[start]

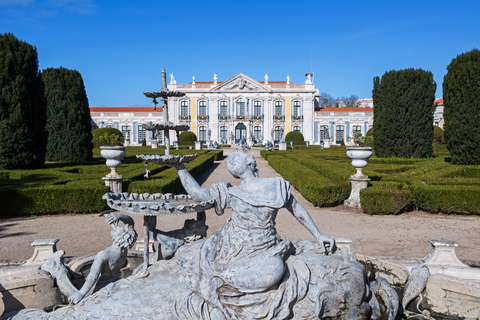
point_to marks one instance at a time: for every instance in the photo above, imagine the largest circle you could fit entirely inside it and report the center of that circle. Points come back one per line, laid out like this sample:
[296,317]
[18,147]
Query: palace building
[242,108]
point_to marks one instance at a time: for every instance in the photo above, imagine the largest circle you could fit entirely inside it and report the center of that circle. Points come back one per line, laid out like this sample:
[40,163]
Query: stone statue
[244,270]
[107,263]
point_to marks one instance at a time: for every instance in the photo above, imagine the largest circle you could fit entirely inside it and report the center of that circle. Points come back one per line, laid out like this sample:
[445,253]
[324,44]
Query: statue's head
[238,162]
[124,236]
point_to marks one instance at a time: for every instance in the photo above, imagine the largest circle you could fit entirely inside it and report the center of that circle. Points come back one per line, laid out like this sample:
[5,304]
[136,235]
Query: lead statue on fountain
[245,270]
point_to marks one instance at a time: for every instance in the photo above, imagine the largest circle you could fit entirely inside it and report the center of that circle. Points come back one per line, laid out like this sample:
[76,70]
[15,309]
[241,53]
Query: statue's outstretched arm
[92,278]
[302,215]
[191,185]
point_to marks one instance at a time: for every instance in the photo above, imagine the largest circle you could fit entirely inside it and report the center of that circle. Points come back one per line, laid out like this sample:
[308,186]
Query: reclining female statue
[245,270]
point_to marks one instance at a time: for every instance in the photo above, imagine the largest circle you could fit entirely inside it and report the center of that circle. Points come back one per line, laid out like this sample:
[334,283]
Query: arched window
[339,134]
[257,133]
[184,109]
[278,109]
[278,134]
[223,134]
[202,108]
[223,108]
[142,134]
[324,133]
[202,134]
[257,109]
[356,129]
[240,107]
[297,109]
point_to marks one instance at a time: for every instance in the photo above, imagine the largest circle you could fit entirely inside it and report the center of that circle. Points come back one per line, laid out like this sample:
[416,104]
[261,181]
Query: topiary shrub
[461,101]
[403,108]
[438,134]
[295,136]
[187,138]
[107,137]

[end]

Directions
Print the whole listing above once more, word for word, without its pictures.

Correct answer
point_to marks one instance at a time: for every instance in the photo above, imagine the largest circle you could fit entirely inside it and report the center of that circle. Points come back one per line, laid out like this sample:
[296,317]
[18,147]
Query: palace building
[242,108]
point_to marks one instance at a time: for every instance in the photo above, imagine the largest circle you could fit entirely inside it and report the center of that circle. Points come back one per line, laid out like this sample:
[40,163]
Query: stone statue
[244,270]
[107,263]
point_to marks one instance at a time: for every instance in the photo above, imagine the largest circle you could fit entirely inside it and report the center of that circle. Points come back one per line, laid out like this sample:
[445,253]
[324,44]
Query: statue's head
[238,162]
[124,236]
point_to marks one instance at a time: for every instance in the photo above, imagine the largest circle you could fit entirely inside it and report the center of that circle. Points come back one per line, laid out like this sample:
[5,304]
[136,235]
Query: lead statue on fountain
[245,270]
point_to marks one instance at a time: for every instance in the photo above, imagine the largest circle you could fit entirely inside it and report the center of that circle. Points come back one per line, laid out like this sample:
[76,70]
[15,309]
[241,53]
Query: statue's outstretched arm
[92,278]
[302,215]
[191,185]
point_to marks one instance at a time: for every instance in the photo above, imagine the largest circle you could fit entirely inside it and report the center of that circle. Points come back one per line, laid out like this sample:
[308,186]
Query: reclining female statue
[245,270]
point_to marks one instance at a time: for every instance in the photo above, imagine the largest circle you could fit entirely inside it and report the center of that circle. Points come back one per line, laid out like this sample:
[334,283]
Query: arched window
[339,134]
[257,133]
[184,109]
[278,109]
[278,134]
[223,134]
[202,108]
[223,108]
[142,134]
[324,133]
[202,134]
[257,109]
[356,129]
[240,107]
[297,109]
point_to marks one instance at a time: for every instance in the photo above, imagine the largest circle you could fit entirely inside it and report the center of that circle. Points come back one per line, laid out like this sample:
[416,104]
[261,181]
Query: topiary shrub
[461,101]
[403,108]
[438,134]
[295,136]
[187,138]
[107,137]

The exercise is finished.